PASSAGE SHOWN.
# # #

Is anyone doing anything, Lord?

And God answered.

“I am.”

Immortal, Invisible, God only wise,

in light inaccessible hid from our eyes,

most blessed, most glorious, the ancient of Days,

Almighty, victorious, Thy great name we praise.

Great Father of glory, pure Father of light,

Thine angels adore thee, all veiling their sight;

All praise we would render; O helps to see

’tis only the splendor of light hideth thee!

Walter C. Smith, 1867

God is bigger than all this — rioting, anarchy, and wickedness. None of this surprises nor overpowers God. Most Glorious, Most Blessed, The Ancient of Days, Almighty, Victorious, Thy Great Name We Praise. Walter Smith, the author of the poem above, had that right.

Had Smith’s era lacked difficulty, heartache and hardship? Hardly. He wrote his poem in 1867 just two years following the end of the Civil War which had claimed 620,000 lives and left many states battle scarred and decimated. The well-beloved President, Lincoln, had been assassinated and his Vice President, Andrew Johnson, had then been named the 17th President. Slavery had been declared illegal, however, the KKK was founded in 1866 in an ongoing racist and anarchist movement. In such a season of darkness, Smith penned this hymn. He understood darkness and penned words about the Immortal and Invisible God of Light and power.

# # #

EXERCISE DIRECTIONS. Continue the devotional reflection on Walter C. Smith's hymn "Immortal, Invisible, God only wise," starting after its final sentence.

DATASET CONTENT.
# # #

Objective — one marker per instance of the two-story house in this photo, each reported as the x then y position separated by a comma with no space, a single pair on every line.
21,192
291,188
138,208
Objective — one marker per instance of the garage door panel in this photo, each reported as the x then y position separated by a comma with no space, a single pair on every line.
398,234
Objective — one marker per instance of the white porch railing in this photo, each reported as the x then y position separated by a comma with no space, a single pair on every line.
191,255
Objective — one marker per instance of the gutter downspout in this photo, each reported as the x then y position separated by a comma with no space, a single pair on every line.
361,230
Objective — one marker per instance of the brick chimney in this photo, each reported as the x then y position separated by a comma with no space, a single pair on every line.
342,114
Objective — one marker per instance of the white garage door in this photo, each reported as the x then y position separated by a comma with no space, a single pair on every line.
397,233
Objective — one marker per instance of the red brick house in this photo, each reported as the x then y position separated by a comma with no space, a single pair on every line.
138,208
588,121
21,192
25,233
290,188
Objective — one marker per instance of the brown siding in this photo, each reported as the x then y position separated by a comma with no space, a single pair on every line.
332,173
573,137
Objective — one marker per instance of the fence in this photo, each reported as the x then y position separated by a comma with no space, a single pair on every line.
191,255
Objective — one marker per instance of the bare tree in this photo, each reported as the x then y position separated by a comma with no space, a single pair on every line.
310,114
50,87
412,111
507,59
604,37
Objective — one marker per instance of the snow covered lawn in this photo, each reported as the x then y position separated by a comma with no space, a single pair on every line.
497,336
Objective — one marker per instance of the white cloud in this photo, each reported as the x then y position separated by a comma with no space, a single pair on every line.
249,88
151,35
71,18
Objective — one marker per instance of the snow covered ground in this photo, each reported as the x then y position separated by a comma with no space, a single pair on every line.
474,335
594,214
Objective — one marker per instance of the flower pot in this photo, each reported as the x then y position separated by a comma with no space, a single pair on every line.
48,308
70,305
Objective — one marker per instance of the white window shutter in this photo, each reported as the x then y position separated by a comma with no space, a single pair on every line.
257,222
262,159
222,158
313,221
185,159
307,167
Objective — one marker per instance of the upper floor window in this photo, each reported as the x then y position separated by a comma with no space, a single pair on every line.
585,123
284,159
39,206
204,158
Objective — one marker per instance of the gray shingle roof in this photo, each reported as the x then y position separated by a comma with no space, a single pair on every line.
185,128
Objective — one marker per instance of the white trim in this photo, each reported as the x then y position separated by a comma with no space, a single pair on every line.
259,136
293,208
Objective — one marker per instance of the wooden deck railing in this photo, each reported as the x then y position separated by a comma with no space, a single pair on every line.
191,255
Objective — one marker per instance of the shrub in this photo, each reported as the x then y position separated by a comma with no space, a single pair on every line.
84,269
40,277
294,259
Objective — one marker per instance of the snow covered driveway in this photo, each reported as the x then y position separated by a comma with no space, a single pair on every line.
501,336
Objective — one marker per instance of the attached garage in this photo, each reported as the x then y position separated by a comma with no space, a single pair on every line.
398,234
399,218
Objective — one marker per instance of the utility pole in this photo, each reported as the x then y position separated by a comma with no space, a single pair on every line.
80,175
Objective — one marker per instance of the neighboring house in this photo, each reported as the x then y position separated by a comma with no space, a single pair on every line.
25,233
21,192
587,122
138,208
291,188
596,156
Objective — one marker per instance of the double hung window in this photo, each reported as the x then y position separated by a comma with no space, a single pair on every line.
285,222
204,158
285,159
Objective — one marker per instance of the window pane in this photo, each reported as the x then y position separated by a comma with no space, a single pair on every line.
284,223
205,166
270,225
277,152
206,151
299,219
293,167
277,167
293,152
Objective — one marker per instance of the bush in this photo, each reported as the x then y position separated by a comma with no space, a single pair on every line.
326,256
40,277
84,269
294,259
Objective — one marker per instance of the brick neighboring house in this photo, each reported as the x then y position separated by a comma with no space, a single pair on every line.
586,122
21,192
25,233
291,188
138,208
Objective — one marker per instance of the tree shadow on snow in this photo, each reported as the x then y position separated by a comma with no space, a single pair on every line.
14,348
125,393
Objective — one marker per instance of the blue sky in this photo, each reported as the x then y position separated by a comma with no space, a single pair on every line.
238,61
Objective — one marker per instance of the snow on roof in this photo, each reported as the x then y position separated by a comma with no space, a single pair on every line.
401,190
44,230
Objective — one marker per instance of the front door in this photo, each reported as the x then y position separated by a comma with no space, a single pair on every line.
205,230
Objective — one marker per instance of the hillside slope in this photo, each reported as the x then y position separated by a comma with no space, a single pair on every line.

# # #

ANSWER SPACE.
Darkness seems to reign, now, but God, the “pure Father of light” is always at work. “It is darkest just before the dawn,” my pastor reminded me this morning. And God’s people have been at work showing up, praying, and standing in the gap. There have been many prayer nights in Portland.

One such event was “Riots to Revival” on August 9th on the waterfront. Around 5,000 people gathered, led by Sean Feucht, worshiping, singing and praying. Many came to Christ and were baptized in the Willamette. What a reminder as the church we do not go to war with guns and rifles or by “taking down anarchists,” but we go to war in the Spirit, we enter the hottest battles on our knees, taking up the weapons of worship and prayer. Make no mistake, there is a battle in the heavenly realms. It is real. And when we see things like we are seeing now in the streets, it is the heavenly battle showing up on earth.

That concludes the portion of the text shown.